━━━ Record extracts

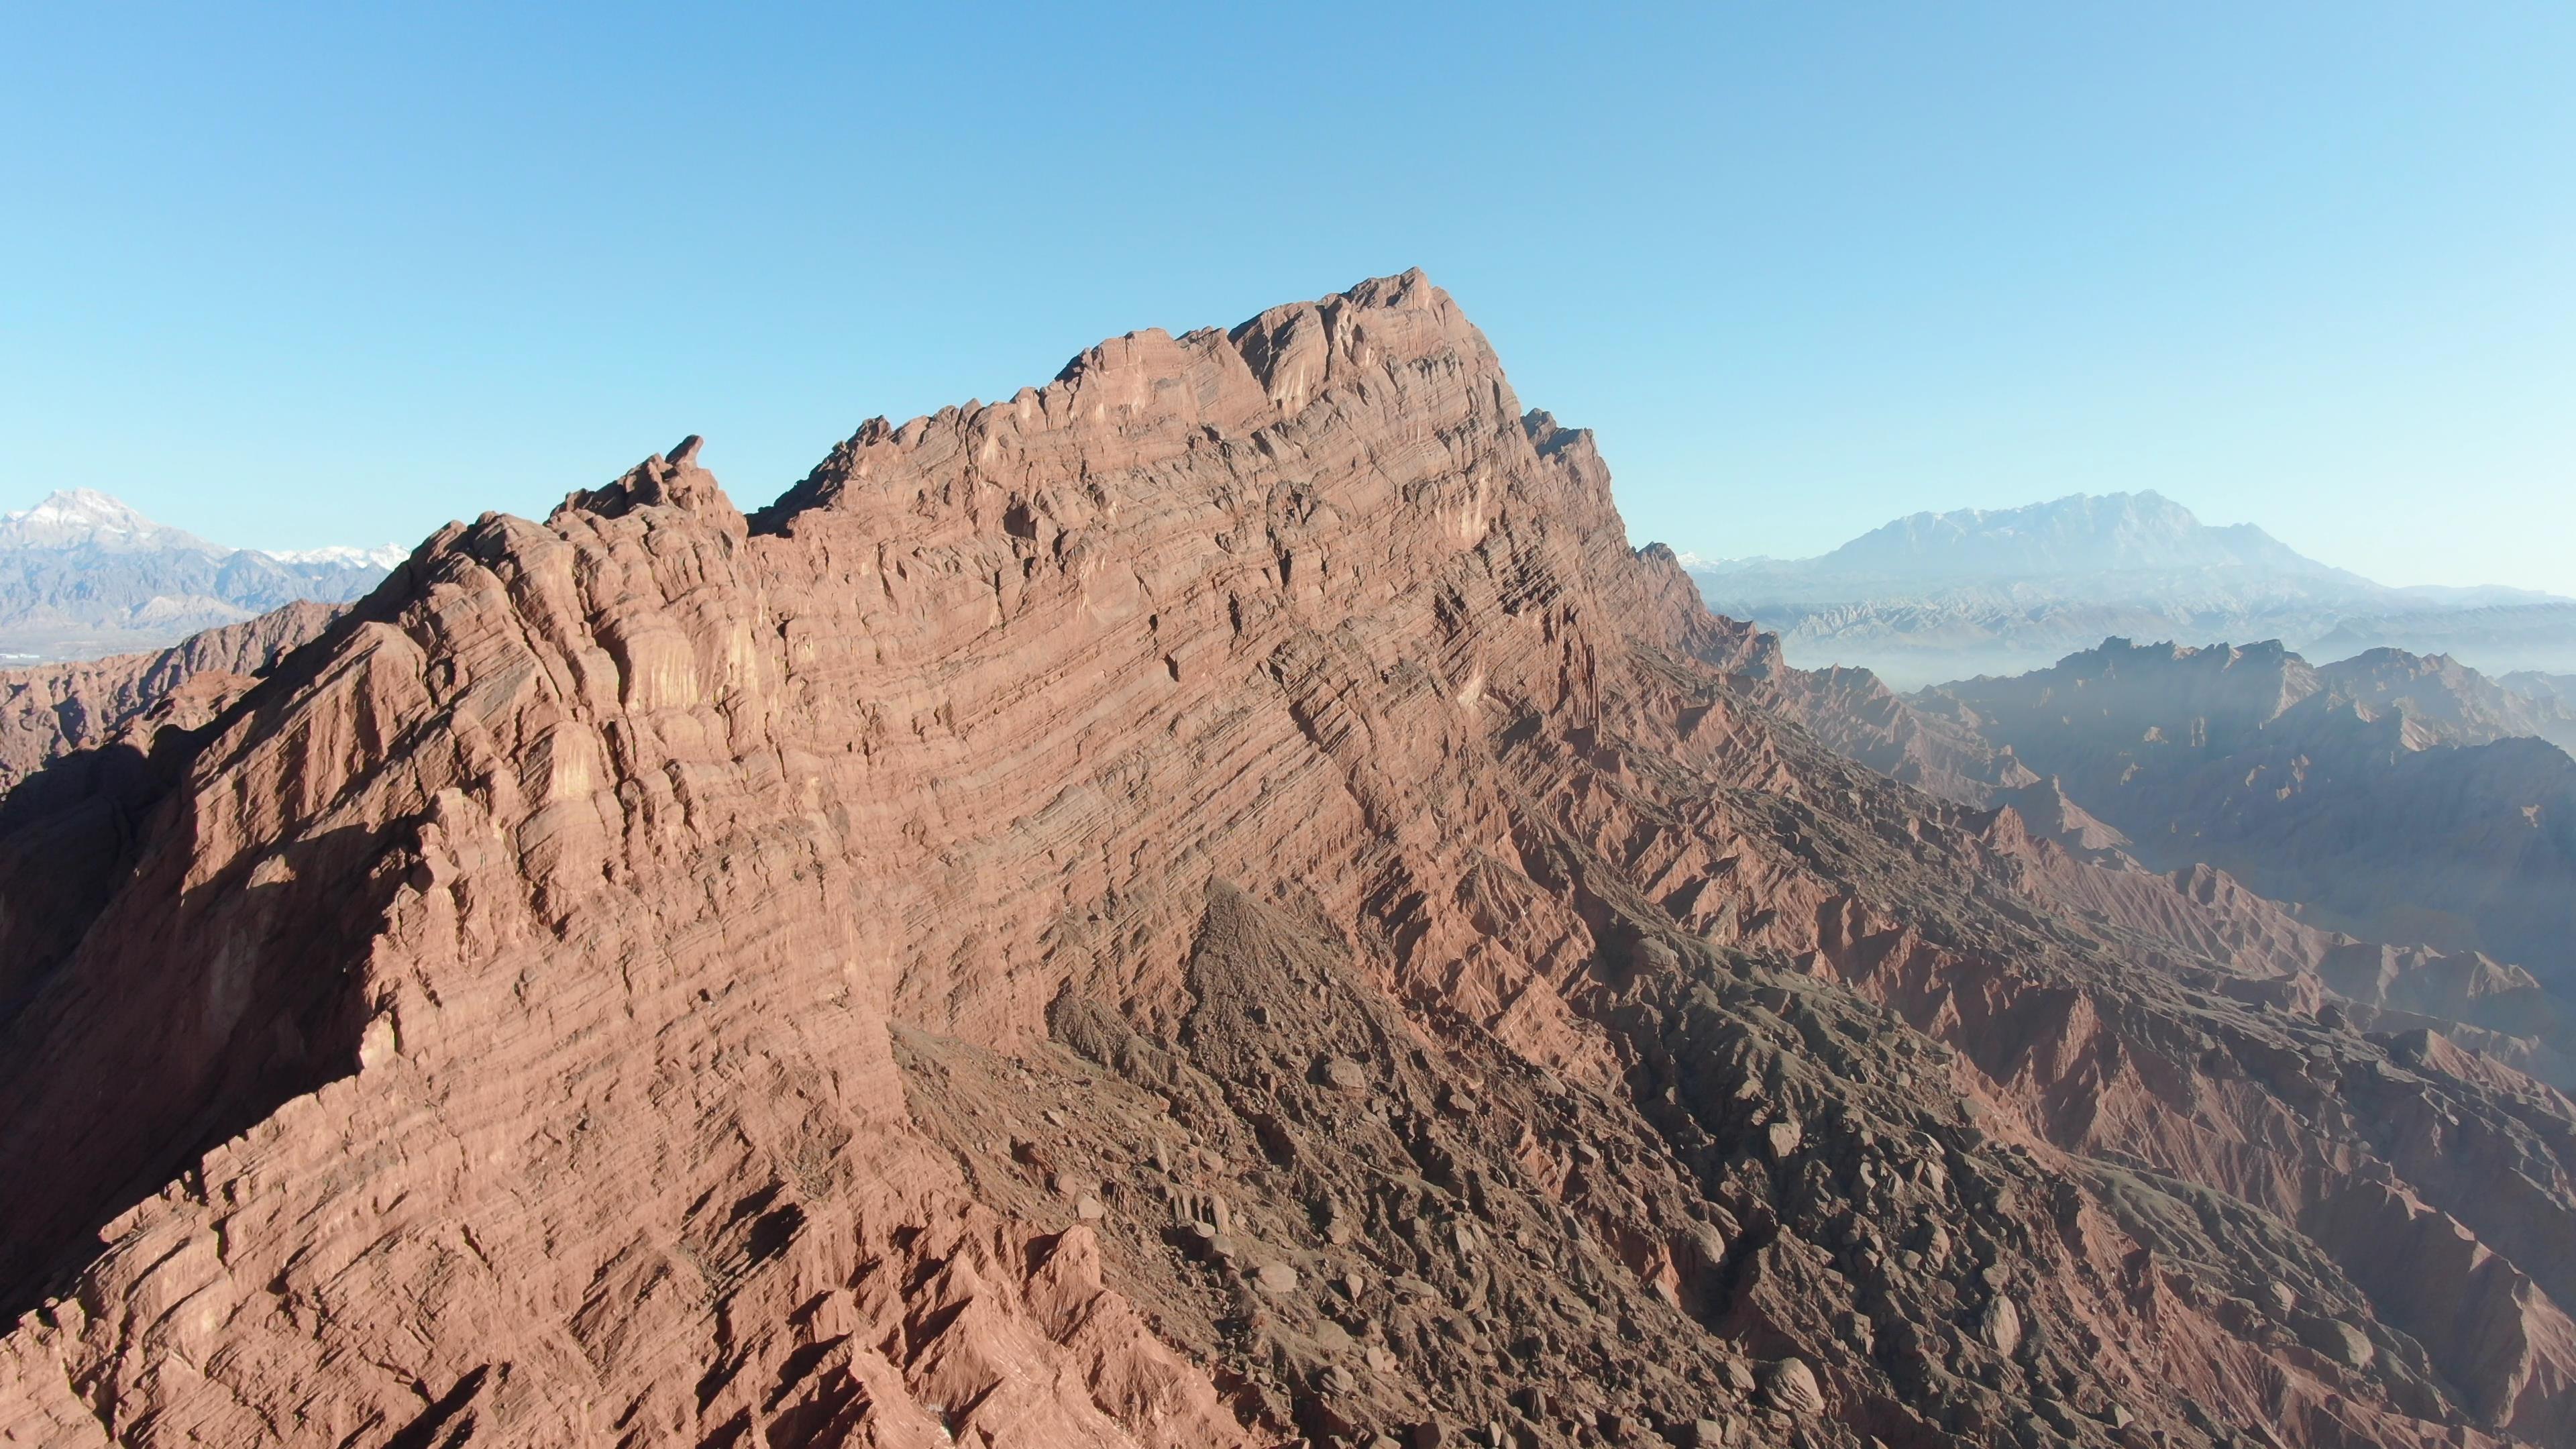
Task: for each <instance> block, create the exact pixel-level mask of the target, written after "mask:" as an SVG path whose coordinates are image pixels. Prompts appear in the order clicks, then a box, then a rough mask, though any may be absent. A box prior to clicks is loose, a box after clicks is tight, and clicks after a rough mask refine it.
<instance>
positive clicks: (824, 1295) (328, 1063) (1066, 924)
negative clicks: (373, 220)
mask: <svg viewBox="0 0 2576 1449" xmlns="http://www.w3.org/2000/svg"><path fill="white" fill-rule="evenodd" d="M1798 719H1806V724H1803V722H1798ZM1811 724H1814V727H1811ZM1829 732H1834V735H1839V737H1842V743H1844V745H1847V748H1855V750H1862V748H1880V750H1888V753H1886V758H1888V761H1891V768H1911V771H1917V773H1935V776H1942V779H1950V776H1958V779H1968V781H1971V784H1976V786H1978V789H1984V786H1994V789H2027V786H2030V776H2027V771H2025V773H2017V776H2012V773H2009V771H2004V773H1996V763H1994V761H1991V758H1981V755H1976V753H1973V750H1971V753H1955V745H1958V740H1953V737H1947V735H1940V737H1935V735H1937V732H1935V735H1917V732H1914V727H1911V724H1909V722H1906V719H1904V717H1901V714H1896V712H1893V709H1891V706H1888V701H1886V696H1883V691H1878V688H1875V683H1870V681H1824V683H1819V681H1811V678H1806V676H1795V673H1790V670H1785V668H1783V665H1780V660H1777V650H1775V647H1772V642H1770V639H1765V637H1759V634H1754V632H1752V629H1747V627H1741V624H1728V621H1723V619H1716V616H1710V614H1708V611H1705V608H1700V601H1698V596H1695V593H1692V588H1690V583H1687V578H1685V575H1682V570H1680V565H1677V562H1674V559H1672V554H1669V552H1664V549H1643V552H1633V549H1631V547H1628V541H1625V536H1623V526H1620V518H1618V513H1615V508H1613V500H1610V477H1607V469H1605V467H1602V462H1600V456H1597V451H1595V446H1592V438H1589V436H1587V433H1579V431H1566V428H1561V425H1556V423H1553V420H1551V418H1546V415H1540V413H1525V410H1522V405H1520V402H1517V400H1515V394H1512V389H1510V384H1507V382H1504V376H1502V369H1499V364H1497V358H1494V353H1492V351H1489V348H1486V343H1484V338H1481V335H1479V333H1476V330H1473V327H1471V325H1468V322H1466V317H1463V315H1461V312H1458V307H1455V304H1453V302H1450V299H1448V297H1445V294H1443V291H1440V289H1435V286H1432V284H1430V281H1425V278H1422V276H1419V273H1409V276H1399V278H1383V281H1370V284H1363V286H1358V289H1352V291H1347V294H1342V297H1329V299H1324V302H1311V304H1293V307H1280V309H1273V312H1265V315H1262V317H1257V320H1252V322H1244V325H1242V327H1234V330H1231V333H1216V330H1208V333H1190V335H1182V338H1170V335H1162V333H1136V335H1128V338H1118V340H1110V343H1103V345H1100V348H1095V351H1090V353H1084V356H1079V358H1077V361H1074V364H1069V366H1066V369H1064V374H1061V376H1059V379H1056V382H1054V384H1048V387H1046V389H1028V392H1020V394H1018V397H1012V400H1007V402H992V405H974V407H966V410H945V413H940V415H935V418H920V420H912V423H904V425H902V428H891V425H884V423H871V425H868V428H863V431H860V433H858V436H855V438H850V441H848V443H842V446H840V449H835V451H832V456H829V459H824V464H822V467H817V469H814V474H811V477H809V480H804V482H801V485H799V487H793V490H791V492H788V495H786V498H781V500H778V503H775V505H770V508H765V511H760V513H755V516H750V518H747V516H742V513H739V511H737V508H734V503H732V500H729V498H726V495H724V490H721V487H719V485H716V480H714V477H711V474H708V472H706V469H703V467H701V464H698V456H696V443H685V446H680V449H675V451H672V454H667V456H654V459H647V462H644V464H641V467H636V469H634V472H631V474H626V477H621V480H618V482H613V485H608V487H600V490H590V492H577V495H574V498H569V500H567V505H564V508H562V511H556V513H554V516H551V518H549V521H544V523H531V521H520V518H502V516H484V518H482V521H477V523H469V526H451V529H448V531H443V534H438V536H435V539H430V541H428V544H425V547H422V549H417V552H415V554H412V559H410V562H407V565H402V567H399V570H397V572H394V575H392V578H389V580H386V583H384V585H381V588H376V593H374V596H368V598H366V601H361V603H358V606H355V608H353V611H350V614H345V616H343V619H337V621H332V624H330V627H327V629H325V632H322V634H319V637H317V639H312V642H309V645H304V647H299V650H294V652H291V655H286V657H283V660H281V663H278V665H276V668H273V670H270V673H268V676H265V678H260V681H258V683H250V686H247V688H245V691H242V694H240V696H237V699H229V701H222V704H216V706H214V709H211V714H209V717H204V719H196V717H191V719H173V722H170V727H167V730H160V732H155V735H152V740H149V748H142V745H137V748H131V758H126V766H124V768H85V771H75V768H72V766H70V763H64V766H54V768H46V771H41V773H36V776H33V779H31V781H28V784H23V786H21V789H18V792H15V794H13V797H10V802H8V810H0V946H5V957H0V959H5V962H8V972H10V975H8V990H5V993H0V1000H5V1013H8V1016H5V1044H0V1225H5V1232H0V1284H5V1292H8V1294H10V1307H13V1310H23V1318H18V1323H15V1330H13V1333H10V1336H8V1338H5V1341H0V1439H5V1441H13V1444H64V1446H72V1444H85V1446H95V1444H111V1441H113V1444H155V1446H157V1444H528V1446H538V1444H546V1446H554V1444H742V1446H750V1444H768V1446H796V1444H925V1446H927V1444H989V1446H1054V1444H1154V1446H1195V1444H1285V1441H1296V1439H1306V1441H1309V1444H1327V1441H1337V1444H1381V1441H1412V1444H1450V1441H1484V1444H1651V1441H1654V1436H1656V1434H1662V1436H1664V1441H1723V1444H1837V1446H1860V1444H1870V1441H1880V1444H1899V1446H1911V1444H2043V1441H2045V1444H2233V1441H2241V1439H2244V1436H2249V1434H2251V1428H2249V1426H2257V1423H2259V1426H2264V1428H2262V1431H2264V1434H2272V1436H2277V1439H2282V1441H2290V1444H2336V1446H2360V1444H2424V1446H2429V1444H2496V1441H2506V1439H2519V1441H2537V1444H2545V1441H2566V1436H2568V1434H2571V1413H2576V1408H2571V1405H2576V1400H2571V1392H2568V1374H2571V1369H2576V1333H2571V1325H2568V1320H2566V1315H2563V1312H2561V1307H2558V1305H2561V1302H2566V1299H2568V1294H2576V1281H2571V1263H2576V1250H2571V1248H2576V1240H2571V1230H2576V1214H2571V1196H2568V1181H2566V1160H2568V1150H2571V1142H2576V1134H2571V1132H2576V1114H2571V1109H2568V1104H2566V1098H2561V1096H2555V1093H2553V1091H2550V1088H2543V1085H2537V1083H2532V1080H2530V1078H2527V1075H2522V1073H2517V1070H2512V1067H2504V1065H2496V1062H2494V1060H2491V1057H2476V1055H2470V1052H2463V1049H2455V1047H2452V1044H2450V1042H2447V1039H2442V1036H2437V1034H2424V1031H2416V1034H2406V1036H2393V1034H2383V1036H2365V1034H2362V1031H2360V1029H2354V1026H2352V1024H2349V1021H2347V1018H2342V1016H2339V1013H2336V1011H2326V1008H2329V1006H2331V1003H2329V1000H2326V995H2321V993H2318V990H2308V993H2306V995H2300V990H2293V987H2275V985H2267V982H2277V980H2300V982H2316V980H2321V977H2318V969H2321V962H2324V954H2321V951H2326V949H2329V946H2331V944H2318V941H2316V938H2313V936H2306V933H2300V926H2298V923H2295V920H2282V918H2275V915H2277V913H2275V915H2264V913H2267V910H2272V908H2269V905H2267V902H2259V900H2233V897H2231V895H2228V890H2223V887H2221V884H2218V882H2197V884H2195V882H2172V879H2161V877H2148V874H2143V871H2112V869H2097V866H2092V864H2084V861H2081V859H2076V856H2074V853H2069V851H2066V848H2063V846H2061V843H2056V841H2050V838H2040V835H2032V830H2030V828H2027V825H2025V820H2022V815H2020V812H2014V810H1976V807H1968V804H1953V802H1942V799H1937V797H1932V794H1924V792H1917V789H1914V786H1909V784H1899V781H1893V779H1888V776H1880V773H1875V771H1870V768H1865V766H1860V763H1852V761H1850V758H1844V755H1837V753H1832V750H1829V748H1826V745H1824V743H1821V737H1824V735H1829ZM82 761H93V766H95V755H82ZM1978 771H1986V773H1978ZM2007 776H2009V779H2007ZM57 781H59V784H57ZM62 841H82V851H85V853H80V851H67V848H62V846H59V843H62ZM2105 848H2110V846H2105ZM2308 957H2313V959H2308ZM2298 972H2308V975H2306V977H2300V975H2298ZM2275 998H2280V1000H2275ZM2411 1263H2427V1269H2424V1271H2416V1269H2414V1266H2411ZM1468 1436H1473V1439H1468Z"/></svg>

━━━━━━
━━━ Record extracts

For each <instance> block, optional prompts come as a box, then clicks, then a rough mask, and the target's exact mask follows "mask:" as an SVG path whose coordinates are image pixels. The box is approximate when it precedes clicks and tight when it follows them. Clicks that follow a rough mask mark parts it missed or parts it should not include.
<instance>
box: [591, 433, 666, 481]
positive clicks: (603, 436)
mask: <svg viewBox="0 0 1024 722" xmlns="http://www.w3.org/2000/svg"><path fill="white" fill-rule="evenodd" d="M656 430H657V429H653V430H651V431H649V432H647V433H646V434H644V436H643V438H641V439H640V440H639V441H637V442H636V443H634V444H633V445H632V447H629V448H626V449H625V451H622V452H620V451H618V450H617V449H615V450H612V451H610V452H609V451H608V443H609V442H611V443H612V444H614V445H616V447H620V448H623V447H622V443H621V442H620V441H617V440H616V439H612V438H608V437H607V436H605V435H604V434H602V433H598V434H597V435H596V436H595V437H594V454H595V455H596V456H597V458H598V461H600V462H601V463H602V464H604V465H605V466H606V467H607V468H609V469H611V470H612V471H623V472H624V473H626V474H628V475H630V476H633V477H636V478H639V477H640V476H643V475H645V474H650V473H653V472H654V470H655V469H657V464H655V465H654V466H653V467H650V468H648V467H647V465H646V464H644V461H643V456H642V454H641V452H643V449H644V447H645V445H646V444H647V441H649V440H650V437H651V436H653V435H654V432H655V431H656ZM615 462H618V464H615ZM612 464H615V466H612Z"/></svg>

━━━━━━

| What you will do |
Retype the portion of the data above that starts on the line with "Task: for each" and finishes on the line with "positive clicks: (824, 1295)", including both of those lines.

| Task response |
Task: for each <instance> block, create the exact pixel-level mask of the target, written after "mask:" as an SVG path whose coordinates are image pixels. Prompts appear in the order clicks, then a box, then a rough mask, though any may be absent. A box prior to clicks is loose, a box after clicks is tight, and clicks after a rough mask refine it.
<instance>
positive clicks: (824, 1295) (328, 1063) (1066, 924)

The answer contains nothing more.